◆ WHAT THE TASK REQUIRES ◆
Extract exactly and only the lines of the data below, starting at the line with "Where can you find the car windshield" and stopping after the final line.

(Saved data entries)
::::

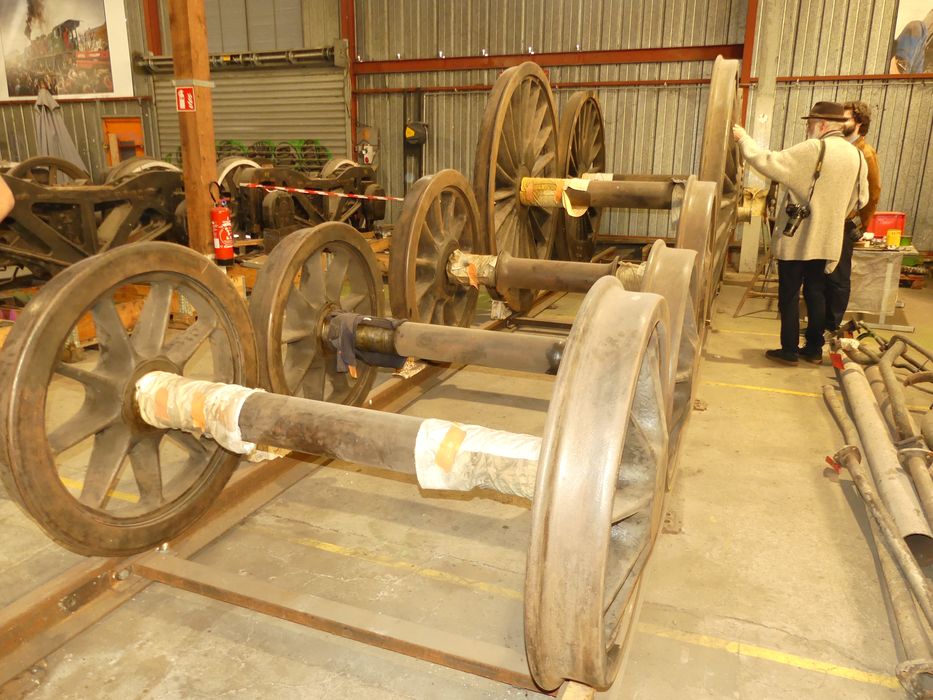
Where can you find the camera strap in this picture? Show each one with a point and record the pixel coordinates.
(818, 170)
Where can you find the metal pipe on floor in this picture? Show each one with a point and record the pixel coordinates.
(894, 485)
(850, 458)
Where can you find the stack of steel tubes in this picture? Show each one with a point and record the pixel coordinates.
(896, 487)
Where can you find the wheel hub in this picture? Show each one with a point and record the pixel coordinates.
(130, 408)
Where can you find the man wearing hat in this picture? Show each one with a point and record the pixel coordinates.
(825, 178)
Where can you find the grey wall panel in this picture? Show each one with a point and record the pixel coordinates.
(275, 104)
(422, 28)
(260, 25)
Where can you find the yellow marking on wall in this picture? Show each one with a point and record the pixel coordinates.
(810, 394)
(75, 485)
(780, 657)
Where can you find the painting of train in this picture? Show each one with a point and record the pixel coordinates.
(61, 45)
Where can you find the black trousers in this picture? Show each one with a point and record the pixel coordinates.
(791, 275)
(837, 282)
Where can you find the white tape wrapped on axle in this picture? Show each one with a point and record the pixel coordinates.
(456, 457)
(631, 275)
(472, 270)
(173, 402)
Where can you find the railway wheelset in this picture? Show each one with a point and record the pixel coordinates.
(163, 411)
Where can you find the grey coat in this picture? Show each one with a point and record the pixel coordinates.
(842, 187)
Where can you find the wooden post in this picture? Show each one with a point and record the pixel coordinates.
(189, 55)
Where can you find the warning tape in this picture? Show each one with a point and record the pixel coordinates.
(326, 193)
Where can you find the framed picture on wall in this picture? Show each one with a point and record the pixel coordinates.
(74, 48)
(913, 30)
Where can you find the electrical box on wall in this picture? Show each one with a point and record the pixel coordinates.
(367, 143)
(416, 134)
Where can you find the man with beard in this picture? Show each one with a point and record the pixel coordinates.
(825, 178)
(858, 119)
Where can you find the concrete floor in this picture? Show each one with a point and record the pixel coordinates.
(761, 585)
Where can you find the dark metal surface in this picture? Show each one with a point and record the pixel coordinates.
(518, 138)
(721, 162)
(581, 149)
(52, 227)
(599, 492)
(310, 274)
(440, 216)
(560, 275)
(95, 477)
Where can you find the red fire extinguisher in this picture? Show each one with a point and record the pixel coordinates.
(221, 227)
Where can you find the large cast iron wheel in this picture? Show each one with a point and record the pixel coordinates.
(310, 274)
(600, 488)
(721, 162)
(45, 170)
(673, 273)
(95, 477)
(518, 139)
(440, 216)
(582, 149)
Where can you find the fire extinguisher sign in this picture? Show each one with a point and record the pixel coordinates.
(184, 99)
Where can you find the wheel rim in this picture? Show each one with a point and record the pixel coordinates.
(582, 147)
(721, 162)
(439, 216)
(518, 138)
(310, 274)
(98, 480)
(45, 170)
(576, 627)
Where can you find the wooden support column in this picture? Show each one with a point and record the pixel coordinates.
(199, 159)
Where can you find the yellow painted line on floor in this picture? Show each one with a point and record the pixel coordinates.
(780, 657)
(770, 390)
(75, 485)
(377, 558)
(727, 330)
(810, 394)
(730, 646)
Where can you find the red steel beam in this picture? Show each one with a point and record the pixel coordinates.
(153, 26)
(748, 50)
(575, 58)
(348, 32)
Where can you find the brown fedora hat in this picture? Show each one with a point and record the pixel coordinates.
(827, 111)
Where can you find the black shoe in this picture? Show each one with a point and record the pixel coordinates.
(814, 357)
(782, 356)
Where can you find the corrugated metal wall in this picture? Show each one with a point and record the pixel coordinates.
(649, 129)
(83, 119)
(854, 37)
(277, 104)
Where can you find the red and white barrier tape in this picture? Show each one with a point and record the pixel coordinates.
(326, 193)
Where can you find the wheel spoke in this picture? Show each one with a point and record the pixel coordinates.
(93, 418)
(336, 274)
(149, 333)
(104, 465)
(147, 470)
(181, 349)
(115, 350)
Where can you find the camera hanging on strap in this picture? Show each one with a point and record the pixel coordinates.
(798, 212)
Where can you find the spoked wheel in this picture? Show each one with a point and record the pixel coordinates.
(582, 149)
(440, 216)
(673, 273)
(695, 231)
(47, 170)
(518, 139)
(721, 162)
(311, 274)
(578, 624)
(75, 453)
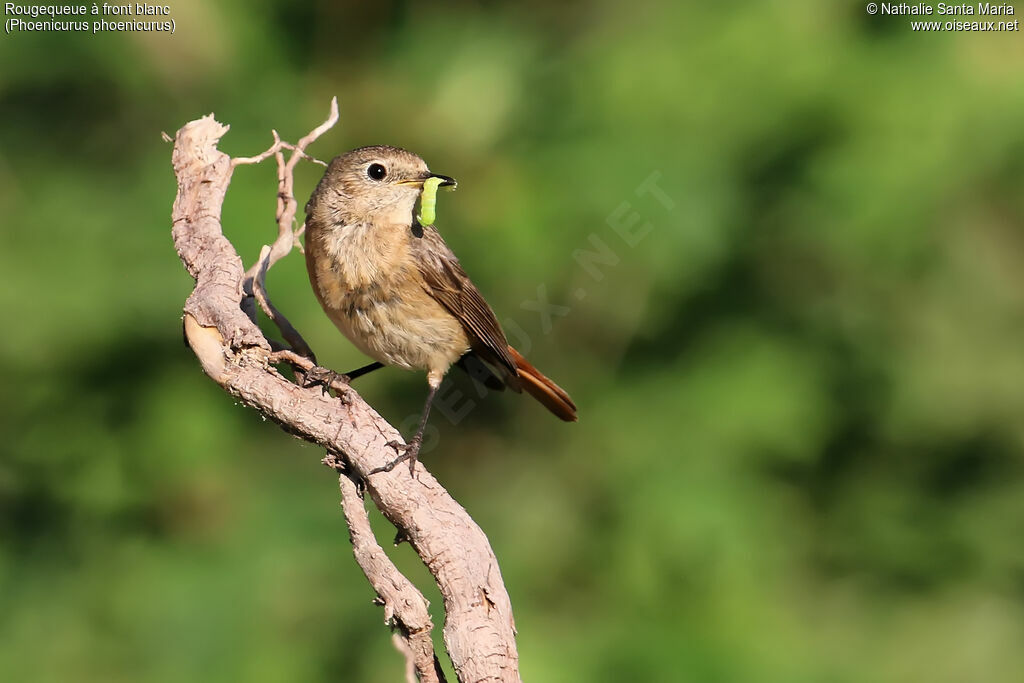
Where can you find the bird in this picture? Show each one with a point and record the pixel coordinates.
(397, 292)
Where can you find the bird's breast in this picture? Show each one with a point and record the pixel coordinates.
(370, 286)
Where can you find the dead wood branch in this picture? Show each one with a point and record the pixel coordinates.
(479, 634)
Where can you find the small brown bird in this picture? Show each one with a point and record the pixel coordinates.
(395, 289)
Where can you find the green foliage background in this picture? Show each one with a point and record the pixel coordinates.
(800, 449)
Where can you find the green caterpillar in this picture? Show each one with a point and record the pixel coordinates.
(428, 201)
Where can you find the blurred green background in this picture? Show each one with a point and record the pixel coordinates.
(801, 446)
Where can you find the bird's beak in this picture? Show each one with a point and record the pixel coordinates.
(446, 181)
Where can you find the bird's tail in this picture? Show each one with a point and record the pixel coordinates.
(540, 387)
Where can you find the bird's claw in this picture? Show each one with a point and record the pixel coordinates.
(323, 377)
(406, 452)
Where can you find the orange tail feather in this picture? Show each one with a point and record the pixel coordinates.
(540, 387)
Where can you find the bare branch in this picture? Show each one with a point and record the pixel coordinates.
(404, 606)
(479, 632)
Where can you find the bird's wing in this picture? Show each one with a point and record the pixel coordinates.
(444, 280)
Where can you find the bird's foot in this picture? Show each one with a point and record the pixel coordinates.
(325, 378)
(406, 452)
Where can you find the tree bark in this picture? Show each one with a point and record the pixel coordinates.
(479, 633)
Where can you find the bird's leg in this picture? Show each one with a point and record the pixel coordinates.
(326, 377)
(411, 450)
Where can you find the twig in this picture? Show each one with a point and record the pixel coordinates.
(404, 606)
(479, 633)
(254, 283)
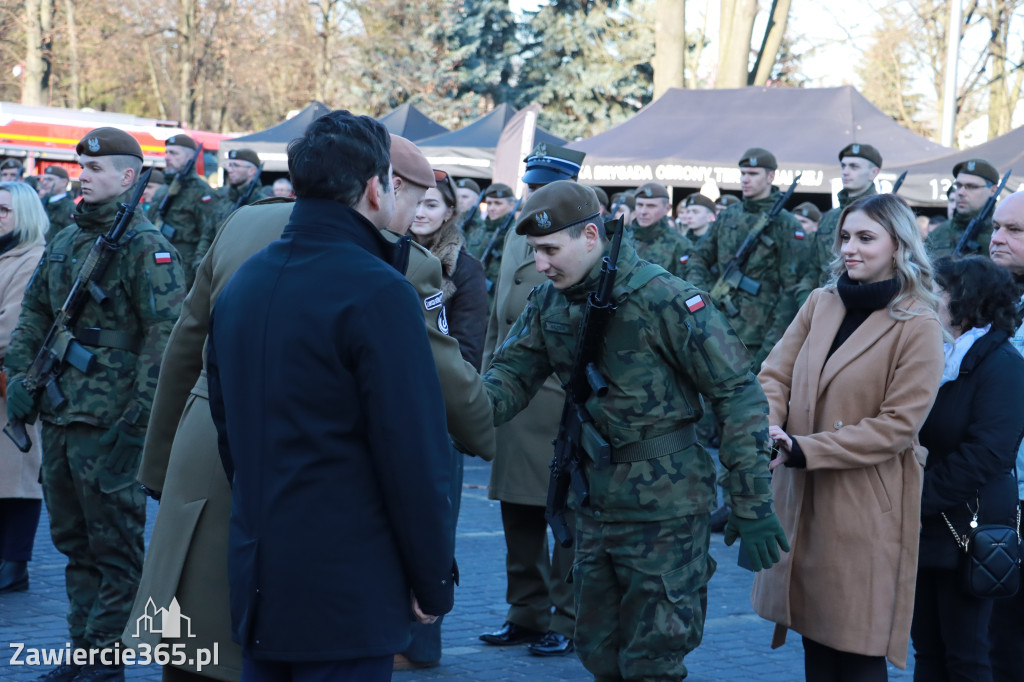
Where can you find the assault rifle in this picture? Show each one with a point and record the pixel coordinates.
(969, 240)
(898, 183)
(732, 276)
(173, 190)
(498, 238)
(577, 434)
(244, 199)
(59, 347)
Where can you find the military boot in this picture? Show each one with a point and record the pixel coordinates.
(13, 577)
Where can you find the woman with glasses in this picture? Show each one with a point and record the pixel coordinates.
(435, 226)
(23, 222)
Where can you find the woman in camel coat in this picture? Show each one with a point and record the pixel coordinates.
(849, 386)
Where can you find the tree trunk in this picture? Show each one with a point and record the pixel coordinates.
(774, 31)
(734, 48)
(670, 45)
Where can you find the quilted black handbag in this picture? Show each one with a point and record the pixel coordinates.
(990, 563)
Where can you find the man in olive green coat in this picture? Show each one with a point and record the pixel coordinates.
(92, 441)
(759, 318)
(642, 561)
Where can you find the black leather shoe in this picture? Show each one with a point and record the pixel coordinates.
(552, 644)
(13, 577)
(511, 634)
(65, 673)
(719, 518)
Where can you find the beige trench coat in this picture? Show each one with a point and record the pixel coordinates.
(853, 515)
(519, 473)
(18, 471)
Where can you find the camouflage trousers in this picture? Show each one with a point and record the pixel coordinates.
(641, 594)
(97, 521)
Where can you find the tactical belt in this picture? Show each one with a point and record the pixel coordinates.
(654, 448)
(109, 339)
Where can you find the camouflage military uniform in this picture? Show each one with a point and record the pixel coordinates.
(60, 214)
(189, 221)
(662, 245)
(821, 254)
(762, 318)
(642, 562)
(97, 512)
(943, 239)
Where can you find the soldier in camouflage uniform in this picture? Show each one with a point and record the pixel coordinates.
(761, 317)
(642, 562)
(653, 237)
(57, 203)
(92, 443)
(976, 181)
(860, 165)
(189, 218)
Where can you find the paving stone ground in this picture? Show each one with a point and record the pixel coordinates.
(734, 649)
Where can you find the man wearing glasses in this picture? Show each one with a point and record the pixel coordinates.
(976, 180)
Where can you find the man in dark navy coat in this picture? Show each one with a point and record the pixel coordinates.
(340, 524)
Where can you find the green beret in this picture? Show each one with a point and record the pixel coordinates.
(468, 183)
(557, 206)
(56, 170)
(500, 190)
(978, 167)
(181, 140)
(809, 210)
(109, 142)
(861, 152)
(651, 190)
(244, 155)
(697, 199)
(758, 158)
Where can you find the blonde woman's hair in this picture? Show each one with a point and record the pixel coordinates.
(912, 267)
(30, 217)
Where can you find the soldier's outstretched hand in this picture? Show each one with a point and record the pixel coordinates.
(762, 539)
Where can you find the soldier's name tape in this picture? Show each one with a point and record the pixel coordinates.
(162, 654)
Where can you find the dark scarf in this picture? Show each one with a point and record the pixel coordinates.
(860, 301)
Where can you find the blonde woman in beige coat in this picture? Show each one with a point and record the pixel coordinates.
(849, 386)
(23, 221)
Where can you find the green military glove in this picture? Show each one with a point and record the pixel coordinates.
(125, 442)
(19, 402)
(762, 538)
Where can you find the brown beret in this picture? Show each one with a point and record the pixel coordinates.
(244, 155)
(651, 190)
(758, 158)
(56, 170)
(697, 199)
(861, 152)
(500, 190)
(809, 210)
(978, 167)
(557, 206)
(109, 142)
(182, 140)
(410, 164)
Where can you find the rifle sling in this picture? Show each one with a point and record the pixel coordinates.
(108, 338)
(657, 446)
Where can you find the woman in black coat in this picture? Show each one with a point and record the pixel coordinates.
(972, 435)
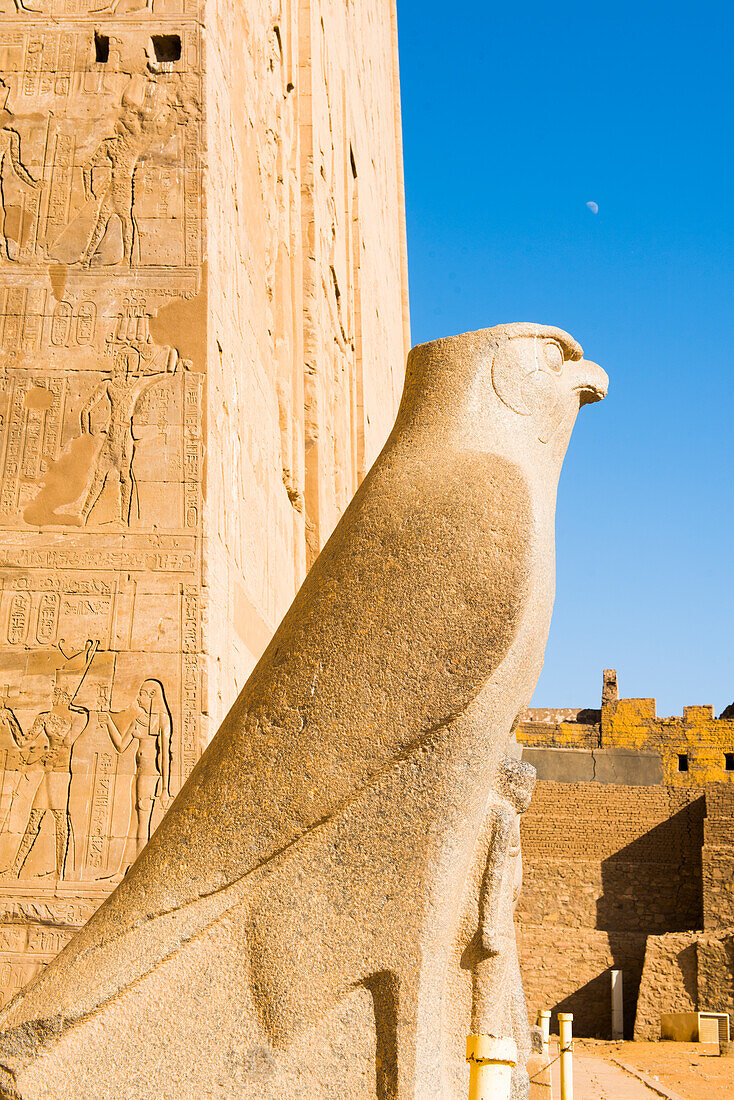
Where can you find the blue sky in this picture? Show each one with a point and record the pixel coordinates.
(515, 117)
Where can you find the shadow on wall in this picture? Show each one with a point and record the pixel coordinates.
(652, 886)
(655, 883)
(591, 1005)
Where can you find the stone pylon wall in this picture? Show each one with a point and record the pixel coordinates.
(203, 329)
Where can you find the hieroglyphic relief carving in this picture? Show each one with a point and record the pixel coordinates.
(100, 451)
(11, 161)
(113, 176)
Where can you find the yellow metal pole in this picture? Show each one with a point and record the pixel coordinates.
(544, 1024)
(491, 1063)
(566, 1027)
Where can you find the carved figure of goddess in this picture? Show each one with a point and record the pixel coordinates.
(148, 724)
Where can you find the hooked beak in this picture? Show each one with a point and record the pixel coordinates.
(592, 383)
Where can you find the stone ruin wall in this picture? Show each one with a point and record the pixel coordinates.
(628, 876)
(203, 331)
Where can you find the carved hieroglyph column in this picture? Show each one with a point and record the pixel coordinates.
(201, 338)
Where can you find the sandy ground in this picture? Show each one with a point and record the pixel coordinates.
(690, 1070)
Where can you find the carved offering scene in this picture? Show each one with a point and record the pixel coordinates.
(99, 149)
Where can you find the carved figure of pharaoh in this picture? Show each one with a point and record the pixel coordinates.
(300, 924)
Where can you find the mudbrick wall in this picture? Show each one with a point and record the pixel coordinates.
(605, 866)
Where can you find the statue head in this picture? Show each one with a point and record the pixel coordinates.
(539, 372)
(514, 389)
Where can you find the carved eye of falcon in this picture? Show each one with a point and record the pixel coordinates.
(554, 355)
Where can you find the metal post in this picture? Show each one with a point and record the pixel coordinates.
(544, 1024)
(617, 1005)
(566, 1027)
(491, 1063)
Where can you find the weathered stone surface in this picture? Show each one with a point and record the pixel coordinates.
(203, 329)
(322, 866)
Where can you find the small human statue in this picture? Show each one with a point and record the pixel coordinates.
(148, 724)
(47, 747)
(499, 1004)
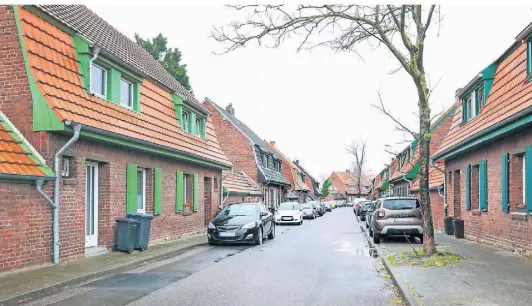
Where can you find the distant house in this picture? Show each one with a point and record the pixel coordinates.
(299, 189)
(249, 153)
(344, 186)
(311, 182)
(238, 187)
(488, 151)
(129, 138)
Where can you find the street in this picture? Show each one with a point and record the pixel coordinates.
(323, 262)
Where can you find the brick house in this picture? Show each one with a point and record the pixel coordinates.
(344, 187)
(311, 182)
(128, 137)
(488, 151)
(238, 187)
(249, 153)
(299, 190)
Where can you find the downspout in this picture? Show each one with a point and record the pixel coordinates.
(96, 51)
(57, 169)
(39, 183)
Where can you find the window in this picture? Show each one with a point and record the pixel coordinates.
(185, 121)
(141, 190)
(198, 127)
(126, 94)
(98, 81)
(480, 97)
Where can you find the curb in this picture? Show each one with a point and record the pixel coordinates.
(399, 283)
(45, 291)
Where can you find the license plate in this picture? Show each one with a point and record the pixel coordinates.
(227, 234)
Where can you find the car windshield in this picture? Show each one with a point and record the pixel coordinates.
(239, 210)
(288, 206)
(400, 204)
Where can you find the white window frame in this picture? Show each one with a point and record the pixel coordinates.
(130, 94)
(143, 178)
(185, 179)
(104, 96)
(198, 126)
(524, 178)
(184, 118)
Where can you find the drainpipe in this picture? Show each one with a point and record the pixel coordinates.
(39, 183)
(57, 169)
(96, 51)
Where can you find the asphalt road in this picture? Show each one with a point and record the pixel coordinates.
(323, 262)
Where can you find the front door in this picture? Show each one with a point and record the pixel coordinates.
(91, 205)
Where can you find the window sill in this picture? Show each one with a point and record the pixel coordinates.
(519, 216)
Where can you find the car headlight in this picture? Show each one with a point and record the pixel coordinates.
(249, 225)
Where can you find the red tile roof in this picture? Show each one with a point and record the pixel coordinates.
(17, 156)
(239, 182)
(54, 65)
(509, 95)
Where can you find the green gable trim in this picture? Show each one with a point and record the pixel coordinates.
(25, 145)
(490, 134)
(44, 118)
(147, 147)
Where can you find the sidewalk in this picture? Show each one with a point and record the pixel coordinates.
(487, 276)
(33, 283)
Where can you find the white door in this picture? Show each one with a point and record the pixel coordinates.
(91, 205)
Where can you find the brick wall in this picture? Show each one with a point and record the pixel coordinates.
(25, 226)
(235, 146)
(511, 231)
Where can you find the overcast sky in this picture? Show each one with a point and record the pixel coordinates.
(314, 103)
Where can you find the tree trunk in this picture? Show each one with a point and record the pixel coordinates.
(429, 245)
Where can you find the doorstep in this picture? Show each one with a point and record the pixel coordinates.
(32, 283)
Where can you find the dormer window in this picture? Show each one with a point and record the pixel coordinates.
(126, 94)
(98, 81)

::::

◆ THE RESULT ◆
Where can you find the car windshield in this picture? Show each one with a point and record the pixel coordinates.
(239, 210)
(288, 206)
(400, 204)
Where can you find the white window frame in this picture? Show each one with a point and record the pixel coordinates.
(130, 94)
(143, 178)
(185, 179)
(104, 96)
(198, 126)
(524, 178)
(184, 118)
Where can you find the drainpipe in this picture? Show each one with a point and record the pixel coordinates.
(39, 183)
(57, 169)
(96, 51)
Where can you find the asphalt road in this picture? Show each one with a point and record the pixel coordinates.
(323, 262)
Where can you find the front door in this picture? Show each one with a point and record the pixel coordinates.
(91, 205)
Where can you find the window sill in this picture? Show each one with a point and record the pixel coordinates.
(519, 216)
Where can you find the car headlight in this picture? Show each one with a point and record the pixel coordinates.
(249, 225)
Where can you find the red tile roof in this picture? Show each one with a point and record the pixel coordinates.
(17, 156)
(239, 182)
(54, 65)
(509, 95)
Where can you find the green gable trim in this picture? Show each one with a point and record the pixel coordinates.
(25, 145)
(490, 134)
(44, 118)
(147, 147)
Where can you find the sidewalk in this picture? Show each one with a point and record the pixel coordinates.
(487, 276)
(33, 283)
Where can you find the white door in this picture? Show each one with a point and record the pixel coordinates.
(91, 205)
Where can you find the brick wall in this picture? Show each one with a point and record the pixel coordinates.
(25, 226)
(235, 146)
(511, 231)
Where can you find the overcast sky in this picture? Show each one with a point and record the pixel coordinates.
(314, 103)
Where can you find the tree trunk in this picture? Show each one with a point and record the pixel coordinates.
(429, 245)
Where can you find the doorstep in this picture? Show each one with a point and record the pixel coordinates.
(32, 283)
Where can you find the dormer window in this picture? Show each one with a point and record the pixel coordinates.
(126, 94)
(98, 81)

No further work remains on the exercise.